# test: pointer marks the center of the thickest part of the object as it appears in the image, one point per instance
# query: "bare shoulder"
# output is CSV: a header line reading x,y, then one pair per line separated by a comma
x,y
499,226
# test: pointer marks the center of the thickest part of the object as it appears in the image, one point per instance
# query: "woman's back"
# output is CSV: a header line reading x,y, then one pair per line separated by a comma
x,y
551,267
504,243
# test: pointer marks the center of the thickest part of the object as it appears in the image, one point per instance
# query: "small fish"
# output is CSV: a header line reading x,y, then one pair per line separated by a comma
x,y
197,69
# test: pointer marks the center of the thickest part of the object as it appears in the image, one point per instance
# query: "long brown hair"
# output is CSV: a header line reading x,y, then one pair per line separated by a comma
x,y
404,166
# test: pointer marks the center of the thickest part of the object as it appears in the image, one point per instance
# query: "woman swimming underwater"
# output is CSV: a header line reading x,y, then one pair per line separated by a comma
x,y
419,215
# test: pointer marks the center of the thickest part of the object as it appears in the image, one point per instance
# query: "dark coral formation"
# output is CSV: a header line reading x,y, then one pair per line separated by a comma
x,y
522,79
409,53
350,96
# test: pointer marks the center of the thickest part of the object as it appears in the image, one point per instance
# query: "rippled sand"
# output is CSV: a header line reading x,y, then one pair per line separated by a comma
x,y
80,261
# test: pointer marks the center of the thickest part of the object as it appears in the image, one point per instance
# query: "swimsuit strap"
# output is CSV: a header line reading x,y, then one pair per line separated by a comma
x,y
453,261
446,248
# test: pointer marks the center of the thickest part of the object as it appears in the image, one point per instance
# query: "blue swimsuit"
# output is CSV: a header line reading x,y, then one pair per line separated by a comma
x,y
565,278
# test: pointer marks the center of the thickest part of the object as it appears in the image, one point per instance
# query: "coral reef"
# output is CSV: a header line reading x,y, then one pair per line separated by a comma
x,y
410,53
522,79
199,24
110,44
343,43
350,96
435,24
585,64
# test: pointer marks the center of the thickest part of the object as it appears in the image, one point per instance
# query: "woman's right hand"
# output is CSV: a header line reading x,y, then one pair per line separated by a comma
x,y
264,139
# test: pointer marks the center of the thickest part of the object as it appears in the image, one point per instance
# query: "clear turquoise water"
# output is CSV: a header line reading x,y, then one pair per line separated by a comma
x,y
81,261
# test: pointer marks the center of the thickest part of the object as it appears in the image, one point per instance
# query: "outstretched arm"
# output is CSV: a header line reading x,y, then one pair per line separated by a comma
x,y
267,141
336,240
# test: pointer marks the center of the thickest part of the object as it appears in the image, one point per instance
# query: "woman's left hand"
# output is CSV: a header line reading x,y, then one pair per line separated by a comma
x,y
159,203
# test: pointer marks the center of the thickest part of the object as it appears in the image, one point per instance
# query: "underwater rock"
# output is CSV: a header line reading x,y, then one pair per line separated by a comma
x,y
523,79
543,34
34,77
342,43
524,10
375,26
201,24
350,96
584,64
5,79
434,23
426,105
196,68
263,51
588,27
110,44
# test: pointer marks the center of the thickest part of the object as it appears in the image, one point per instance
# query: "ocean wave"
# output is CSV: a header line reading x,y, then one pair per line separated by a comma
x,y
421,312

□ □ □ □ □ □ □

REQUIRED ACTION: Wherever the word "woman" turns up in the records, copy out the line it is on.

YOUR RESPONSE:
# query: "woman's back"
# query: "woman swimming underwater"
# query: "woman's right hand"
# query: "woman's left hand"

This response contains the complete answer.